NEW MEXICO (KRQE) – Full contact college football is now underway in New Mexico with the University of New Mexico Lobos practicing in pads for the first time since March. What about college basketball? It’s something lots of sports fans, athletes, and coaches have been wondering about and with fall season officially here.
On Wednesday, Secretary for the Human Services Department Dr. David Scrase talked about what sports fans, athletes and coaches should expect.
“I think anything we do with sports has to be attended with a lot of caution and a lot of precaution, to make sure that young athletes aren’t getting sick,” said Human Services Secretary Dr. David Scrase.
Dr. Scrase says basketball presents obvious challenges since it’s played indoors. He pointed to the NBC bubble strategy that keeps athletes and coaches isolated, along with the need to frequently test teams in order to catch COVID-19 cases early on. While Dr. Scrase says the Department of Health, the governor’s office, and the University of New Mexico have been working on plans, he didn’t have any concrete details on when teams might resume play.

━━━━━━━━━━

*ACTIVITY:* Carry on the news report about when college basketball might resume in New Mexico, starting after its last sentence.

━━━━━━━━━━

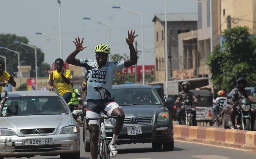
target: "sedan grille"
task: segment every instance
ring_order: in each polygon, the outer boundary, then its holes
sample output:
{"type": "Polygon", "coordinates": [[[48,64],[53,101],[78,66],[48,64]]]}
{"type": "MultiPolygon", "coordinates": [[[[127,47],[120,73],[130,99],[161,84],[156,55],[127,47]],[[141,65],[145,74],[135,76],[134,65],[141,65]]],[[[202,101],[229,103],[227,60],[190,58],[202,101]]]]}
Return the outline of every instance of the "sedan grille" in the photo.
{"type": "Polygon", "coordinates": [[[150,125],[152,124],[152,117],[137,117],[133,116],[125,118],[124,125],[150,125]]]}
{"type": "Polygon", "coordinates": [[[49,152],[54,150],[60,150],[61,145],[50,145],[37,146],[15,146],[13,149],[16,152],[49,152]]]}
{"type": "Polygon", "coordinates": [[[22,129],[20,132],[23,135],[30,134],[51,134],[55,130],[55,128],[44,128],[42,129],[22,129]]]}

━━━━━━━━━━

*RESPONSE AREA:*
Meanwhile, UNM football was just given the all-clear to resume full contact, tackling, and scrimmaging. The team is preparing to open its season on Oct. 24 at Colorado State. Players will continue to be tested for COVID-19.
“We don’t have enough supplies worldwide for every person in the world to get tested every day or every other day to figure that out, but I predict that in the future, there will be a more readily available testing system like that,” said Dr. Scrase.
Dr. Scrase also mentioned a large percentage of people who recover from COVID-19 end up with lesions on their heart or lungs. Health experts will be studying long-term effects for the next year.
The Lobo football team is also scheduled for a scrimmage on Saturday.